EXERCISE DESCRIPTION =
Repeat the entries exactly. Leave nothing out.
Start of SUPPLIED RECORDS
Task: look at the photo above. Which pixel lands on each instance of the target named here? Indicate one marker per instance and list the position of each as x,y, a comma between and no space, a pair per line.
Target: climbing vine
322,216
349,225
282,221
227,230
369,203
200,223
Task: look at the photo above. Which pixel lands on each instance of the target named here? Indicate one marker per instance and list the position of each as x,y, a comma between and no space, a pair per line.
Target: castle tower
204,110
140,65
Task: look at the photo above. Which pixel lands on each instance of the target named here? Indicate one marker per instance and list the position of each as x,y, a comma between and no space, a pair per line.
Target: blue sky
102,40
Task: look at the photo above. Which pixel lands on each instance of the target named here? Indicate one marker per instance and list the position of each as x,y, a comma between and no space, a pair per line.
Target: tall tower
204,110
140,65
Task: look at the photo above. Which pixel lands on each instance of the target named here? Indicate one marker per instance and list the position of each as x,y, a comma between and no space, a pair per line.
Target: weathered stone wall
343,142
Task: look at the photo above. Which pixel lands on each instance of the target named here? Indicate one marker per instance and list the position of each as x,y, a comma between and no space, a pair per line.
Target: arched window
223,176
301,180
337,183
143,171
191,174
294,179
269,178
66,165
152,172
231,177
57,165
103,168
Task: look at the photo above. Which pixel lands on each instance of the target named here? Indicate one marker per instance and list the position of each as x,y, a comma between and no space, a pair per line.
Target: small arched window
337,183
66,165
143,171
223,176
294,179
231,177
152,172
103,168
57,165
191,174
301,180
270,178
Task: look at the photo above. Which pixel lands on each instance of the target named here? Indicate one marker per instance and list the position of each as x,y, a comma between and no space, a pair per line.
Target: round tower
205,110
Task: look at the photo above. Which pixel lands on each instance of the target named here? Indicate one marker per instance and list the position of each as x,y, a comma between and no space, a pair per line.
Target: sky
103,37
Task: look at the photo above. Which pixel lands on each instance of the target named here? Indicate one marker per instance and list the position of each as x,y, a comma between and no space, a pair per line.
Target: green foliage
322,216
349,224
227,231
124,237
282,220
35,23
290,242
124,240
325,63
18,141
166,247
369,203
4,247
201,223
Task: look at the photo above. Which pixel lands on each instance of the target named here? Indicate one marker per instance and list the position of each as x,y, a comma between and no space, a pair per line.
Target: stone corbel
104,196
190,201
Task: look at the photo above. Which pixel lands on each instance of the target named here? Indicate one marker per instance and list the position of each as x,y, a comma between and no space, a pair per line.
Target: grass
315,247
End of SUPPLIED RECORDS
EXERCISE RESPONSE =
Task: look at the photo above. Which pixel lands on each instance of the target named here? Indicate one marker per instance and list the position of each as x,y, a comma between and no space, a pair per line.
Target: climbing vine
322,216
349,225
282,221
227,230
369,203
200,223
Task: look at the photo above. Which pixel lands on each instance of the target named here? Indicate one marker per instance and list the position of each as x,y, a comma between and no space, a pair per line.
Target: castle tower
204,110
140,65
Task: look at the photo above. Which pixel lands on each instance of the target named here? Indicate one marker per instance and list the position of each as x,y, a comma between and no space, a pair per line.
Target: blue sky
102,40
Task: look at the photo above. Which pixel lands on each instance of the target named here? Indicate one marker per instance and list the position of each as x,y, a comma between and no space, a pair per line.
Target: tall tower
204,110
140,65
Task: look at the photo above. Which pixel lands on each instance of the target named here? Indicate one marker per instance and list the position of each as x,y, a comma between and no space, a pair per line.
Target: weathered stone wall
343,142
Task: look at the photo above. Which pixel lands on each instance of the target named here? Indicate one marker per instance and list the position of each as x,y, a comma between and no space, a pair per line.
Target: arched window
223,176
301,180
337,183
143,171
191,174
294,179
269,178
66,165
152,172
231,177
57,165
103,168
Task: look at the photo above. Which pixel lands on each instance of the target named here? Indicate one marker per instance and list the position of each as x,y, a comma between and no space, a pair per line.
Target: small arched window
337,183
66,165
143,171
223,176
294,179
231,177
152,172
103,168
57,165
191,174
301,180
270,178
Task: look at the photo above. Which pixel lands on each instance of the target named here? Indicate one marker per instance and list the position of each as x,y, a comma between and no space, a pair per line.
Target: round tower
205,110
Task: look at the photo above. Which pixel lands on each instance of the target named here? Indicate one marker per instance and list the position of each as x,y, a comma between and no space, a pair per line.
Target: sky
103,37
Task: look at the photo above. Which pixel lands on each instance of the target named here? Indicate one marker per instance and list the position of each as x,y, a comma between and no space, a pair per line.
Target: green foliage
322,216
349,224
227,231
124,237
282,220
35,23
290,242
124,240
325,63
18,141
166,247
369,203
4,247
201,223
Task: look at the photo above. Which pixel lands on each instance of the target named here? Indicate one marker per instance and list the position of each as x,y, a comma between and no space, a pair per line.
Target: stone corbel
104,196
190,201
Task: look at the photo above. Which pixel lands on each instance of the target named here? Indicate one marker per instance and list the position of each as x,y, a comma between and no space, a pair per line.
Target: grass
315,247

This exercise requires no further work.